Work instructions — Rewrite the listing with every "even-odd" changed to "nonzero" and all other text kept unchanged, and leave the images out of your answer.

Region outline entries

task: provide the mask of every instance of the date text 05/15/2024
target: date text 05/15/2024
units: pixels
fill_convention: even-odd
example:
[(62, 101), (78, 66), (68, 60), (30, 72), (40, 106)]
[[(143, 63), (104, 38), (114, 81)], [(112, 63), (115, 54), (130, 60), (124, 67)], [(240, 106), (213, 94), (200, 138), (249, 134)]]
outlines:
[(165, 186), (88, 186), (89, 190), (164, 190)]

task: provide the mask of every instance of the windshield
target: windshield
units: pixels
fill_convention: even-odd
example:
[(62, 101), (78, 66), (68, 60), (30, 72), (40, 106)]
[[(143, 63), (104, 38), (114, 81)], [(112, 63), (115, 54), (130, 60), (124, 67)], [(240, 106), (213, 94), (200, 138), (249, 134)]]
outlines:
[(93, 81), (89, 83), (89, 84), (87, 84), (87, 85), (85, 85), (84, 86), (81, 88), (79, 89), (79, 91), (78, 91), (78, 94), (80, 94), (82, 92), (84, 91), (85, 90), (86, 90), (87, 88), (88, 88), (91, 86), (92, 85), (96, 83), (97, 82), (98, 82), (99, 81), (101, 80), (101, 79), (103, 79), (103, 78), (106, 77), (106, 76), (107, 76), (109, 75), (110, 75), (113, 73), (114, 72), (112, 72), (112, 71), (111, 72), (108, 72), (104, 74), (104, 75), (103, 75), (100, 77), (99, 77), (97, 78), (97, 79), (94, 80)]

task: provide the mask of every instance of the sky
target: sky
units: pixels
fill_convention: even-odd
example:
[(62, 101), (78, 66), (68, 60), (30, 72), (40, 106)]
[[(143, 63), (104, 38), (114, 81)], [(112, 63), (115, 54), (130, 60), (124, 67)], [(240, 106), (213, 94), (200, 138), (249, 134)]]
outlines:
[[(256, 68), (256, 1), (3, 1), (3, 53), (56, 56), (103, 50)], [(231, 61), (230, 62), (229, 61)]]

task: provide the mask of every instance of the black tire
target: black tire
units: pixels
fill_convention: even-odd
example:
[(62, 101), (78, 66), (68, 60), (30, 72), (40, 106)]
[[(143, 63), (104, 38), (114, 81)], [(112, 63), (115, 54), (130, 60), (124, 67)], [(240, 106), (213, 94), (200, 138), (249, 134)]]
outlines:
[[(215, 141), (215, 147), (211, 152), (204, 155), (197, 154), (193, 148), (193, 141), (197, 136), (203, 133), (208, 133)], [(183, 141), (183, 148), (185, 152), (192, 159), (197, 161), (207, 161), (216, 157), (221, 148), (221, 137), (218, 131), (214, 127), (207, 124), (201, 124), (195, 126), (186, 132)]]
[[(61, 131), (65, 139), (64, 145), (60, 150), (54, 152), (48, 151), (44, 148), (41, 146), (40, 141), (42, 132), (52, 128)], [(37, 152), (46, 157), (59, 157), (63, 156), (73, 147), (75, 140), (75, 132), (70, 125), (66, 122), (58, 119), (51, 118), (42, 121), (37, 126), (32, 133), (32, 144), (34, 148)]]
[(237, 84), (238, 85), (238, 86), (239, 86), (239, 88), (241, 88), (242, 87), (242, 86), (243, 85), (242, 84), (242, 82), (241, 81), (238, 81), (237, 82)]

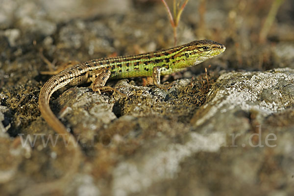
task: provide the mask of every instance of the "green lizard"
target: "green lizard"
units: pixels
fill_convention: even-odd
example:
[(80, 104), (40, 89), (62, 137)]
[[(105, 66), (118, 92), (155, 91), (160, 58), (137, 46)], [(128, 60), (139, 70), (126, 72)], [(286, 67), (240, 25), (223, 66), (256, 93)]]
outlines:
[(220, 54), (225, 50), (222, 44), (205, 40), (169, 49), (131, 56), (93, 59), (68, 68), (51, 77), (41, 89), (39, 105), (43, 117), (58, 133), (68, 133), (63, 124), (50, 108), (52, 94), (67, 85), (78, 85), (93, 82), (94, 91), (116, 89), (104, 86), (108, 79), (152, 76), (158, 88), (167, 89), (160, 83), (160, 75), (178, 72)]

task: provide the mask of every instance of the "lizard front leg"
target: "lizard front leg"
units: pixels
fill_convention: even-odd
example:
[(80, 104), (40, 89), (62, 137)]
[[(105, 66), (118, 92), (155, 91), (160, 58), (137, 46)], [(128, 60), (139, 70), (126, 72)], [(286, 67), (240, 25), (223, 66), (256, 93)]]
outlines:
[(154, 67), (153, 69), (153, 73), (152, 74), (152, 78), (153, 80), (154, 85), (158, 88), (163, 90), (168, 90), (172, 86), (172, 84), (163, 84), (160, 83), (160, 67)]
[(101, 68), (96, 71), (94, 73), (96, 78), (92, 85), (92, 90), (94, 92), (98, 92), (99, 94), (101, 94), (101, 91), (106, 92), (113, 91), (123, 97), (126, 97), (125, 94), (114, 88), (111, 87), (111, 86), (105, 86), (107, 80), (110, 76), (111, 74), (110, 71), (105, 68)]

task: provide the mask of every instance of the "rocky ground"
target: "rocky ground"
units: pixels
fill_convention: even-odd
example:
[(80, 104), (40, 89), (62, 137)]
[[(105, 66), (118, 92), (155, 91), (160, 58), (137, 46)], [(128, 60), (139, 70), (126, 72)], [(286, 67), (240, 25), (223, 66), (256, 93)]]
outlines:
[(294, 4), (284, 1), (263, 41), (270, 1), (190, 0), (178, 44), (227, 49), (163, 77), (174, 81), (168, 91), (136, 78), (107, 83), (127, 98), (90, 84), (53, 94), (76, 151), (40, 115), (41, 72), (172, 47), (166, 10), (156, 0), (1, 0), (1, 195), (293, 194)]

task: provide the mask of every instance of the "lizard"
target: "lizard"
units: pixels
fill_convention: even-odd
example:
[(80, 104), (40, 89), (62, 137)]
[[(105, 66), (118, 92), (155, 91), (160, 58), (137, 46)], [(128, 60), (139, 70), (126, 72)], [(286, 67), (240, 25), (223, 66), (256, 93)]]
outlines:
[(157, 87), (167, 90), (172, 84), (161, 84), (161, 75), (198, 64), (222, 53), (225, 49), (222, 44), (203, 40), (141, 54), (94, 59), (78, 63), (53, 75), (44, 85), (38, 101), (41, 115), (56, 133), (67, 134), (67, 129), (54, 115), (49, 105), (51, 95), (58, 89), (67, 85), (77, 86), (92, 82), (94, 92), (118, 92), (116, 89), (105, 86), (108, 79), (152, 76)]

Expected output —
task: provide the mask of every instance of the date text 05/15/2024
target: date text 05/15/2024
units: pixels
fill_convention: nonzero
example:
[(62, 101), (78, 66), (68, 60), (30, 72), (40, 106)]
[[(143, 63), (104, 38), (114, 81)], [(112, 63), (115, 54), (130, 60), (124, 67)], [(240, 106), (213, 94), (200, 138), (249, 134)]]
outlines:
[(165, 186), (88, 186), (89, 190), (164, 190)]

task: provide the mask of every instance of the windshield
target: windshield
units: pixels
fill_convention: nonzero
example:
[(62, 101), (78, 66), (68, 60), (30, 72), (40, 106)]
[[(143, 63), (104, 38), (114, 81)], [(112, 63), (115, 54), (130, 60), (124, 67)], [(240, 106), (213, 94), (200, 138), (249, 134)]]
outlines:
[(93, 81), (89, 83), (89, 84), (87, 84), (87, 85), (85, 85), (84, 86), (81, 88), (79, 89), (79, 91), (78, 91), (78, 94), (80, 94), (82, 92), (84, 91), (85, 90), (86, 90), (87, 88), (88, 88), (91, 86), (92, 85), (96, 83), (97, 82), (98, 82), (99, 81), (101, 80), (101, 79), (103, 79), (103, 78), (106, 77), (106, 76), (107, 76), (109, 75), (110, 75), (113, 73), (114, 72), (112, 72), (112, 71), (111, 72), (108, 72), (104, 74), (104, 75), (103, 75), (100, 77), (99, 77), (97, 78), (97, 79), (94, 80)]

task: provide the mask of every instance of the sky
target: sky
units: pixels
fill_convention: nonzero
example:
[(62, 101), (78, 66), (68, 60), (30, 72), (40, 106)]
[[(143, 63), (104, 38), (114, 81)], [(112, 63), (115, 54), (130, 60), (124, 67)], [(240, 106), (213, 94), (200, 138), (249, 134)]]
outlines:
[[(256, 68), (256, 1), (3, 1), (3, 53), (56, 56), (103, 50)], [(231, 61), (230, 62), (229, 61)]]

task: provide the mask of every instance of the black tire
target: black tire
units: pixels
fill_convention: nonzero
example:
[(62, 101), (78, 66), (68, 60), (30, 72), (40, 106)]
[[(143, 63), (104, 38), (114, 81)], [(112, 63), (115, 54), (130, 60), (124, 67)], [(240, 106), (213, 94), (200, 138), (249, 134)]]
outlines:
[[(215, 141), (215, 147), (211, 152), (204, 155), (197, 154), (193, 148), (193, 141), (197, 136), (203, 133), (208, 133)], [(183, 141), (183, 148), (185, 152), (192, 159), (197, 161), (207, 161), (216, 157), (221, 148), (221, 137), (218, 131), (214, 127), (207, 124), (201, 124), (195, 126), (186, 132)]]
[[(61, 131), (65, 139), (64, 145), (60, 150), (54, 152), (48, 151), (44, 148), (41, 146), (40, 141), (42, 132), (52, 128)], [(37, 152), (46, 157), (59, 157), (63, 156), (73, 147), (75, 140), (75, 132), (70, 125), (66, 122), (58, 119), (51, 118), (42, 121), (37, 126), (32, 133), (32, 144), (34, 148)]]
[(237, 84), (238, 85), (238, 86), (239, 86), (239, 88), (241, 88), (242, 87), (242, 86), (243, 85), (242, 84), (242, 82), (241, 81), (238, 81), (237, 82)]

task: provide the mask of every instance of the "green lizard"
target: "green lizard"
units: pixels
fill_convention: nonzero
example:
[(80, 104), (40, 89), (62, 137)]
[[(105, 66), (118, 92), (155, 91), (160, 58), (137, 46)], [(128, 60), (139, 70), (126, 72)], [(286, 67), (240, 25), (223, 66), (256, 93)]]
outlines:
[(220, 54), (225, 50), (222, 44), (205, 40), (169, 49), (131, 56), (93, 59), (68, 68), (51, 77), (41, 89), (39, 105), (43, 117), (58, 133), (68, 133), (63, 124), (50, 108), (52, 94), (67, 85), (78, 85), (93, 82), (94, 91), (116, 89), (104, 86), (108, 79), (152, 76), (158, 88), (167, 89), (160, 83), (160, 75), (178, 72)]

task: provide the mask of every instance of the "lizard front leg"
target: "lizard front leg"
units: pixels
fill_convention: nonzero
example:
[(80, 104), (40, 89), (62, 137)]
[[(105, 66), (118, 92), (155, 91), (160, 58), (137, 46)], [(128, 60), (139, 70), (126, 72)], [(286, 67), (240, 25), (223, 66), (256, 93)]]
outlines:
[(154, 67), (153, 69), (153, 73), (152, 74), (152, 78), (153, 80), (154, 85), (158, 88), (163, 90), (168, 90), (172, 86), (172, 84), (163, 84), (160, 83), (160, 67)]
[(101, 68), (96, 71), (94, 73), (96, 78), (92, 85), (92, 90), (94, 92), (98, 92), (99, 94), (101, 94), (101, 91), (106, 92), (113, 91), (123, 97), (126, 97), (125, 94), (114, 88), (111, 87), (111, 86), (105, 86), (107, 80), (110, 76), (111, 74), (110, 71), (105, 68)]

task: provide the mask of every instance of the "rocky ground"
target: "rocky ground"
units: pixels
fill_convention: nonzero
example:
[(80, 104), (40, 89), (62, 137)]
[[(105, 66), (118, 92), (155, 91), (160, 58), (137, 46)], [(128, 60), (139, 70), (126, 72)], [(286, 67), (240, 25), (223, 66), (256, 93)]]
outlines:
[(294, 4), (284, 1), (263, 41), (270, 1), (190, 0), (178, 44), (227, 49), (163, 77), (174, 81), (168, 91), (136, 78), (107, 83), (127, 98), (90, 84), (53, 94), (76, 151), (40, 115), (41, 72), (172, 47), (166, 10), (156, 0), (1, 0), (1, 195), (293, 194)]

task: provide the mask of every instance of the "lizard"
target: "lizard"
units: pixels
fill_convention: nonzero
example:
[(80, 104), (40, 89), (62, 137)]
[[(105, 66), (118, 92), (155, 91), (160, 58), (137, 46)], [(128, 60), (139, 70), (126, 72)], [(286, 67), (240, 25), (223, 66), (256, 93)]]
outlines:
[(157, 87), (167, 90), (172, 84), (161, 84), (161, 75), (198, 64), (222, 53), (225, 49), (222, 44), (203, 40), (141, 54), (94, 59), (78, 63), (53, 75), (44, 85), (38, 101), (41, 115), (56, 133), (67, 134), (67, 129), (54, 115), (49, 105), (51, 95), (58, 89), (67, 85), (77, 86), (92, 82), (94, 92), (118, 92), (116, 89), (105, 86), (108, 79), (152, 76)]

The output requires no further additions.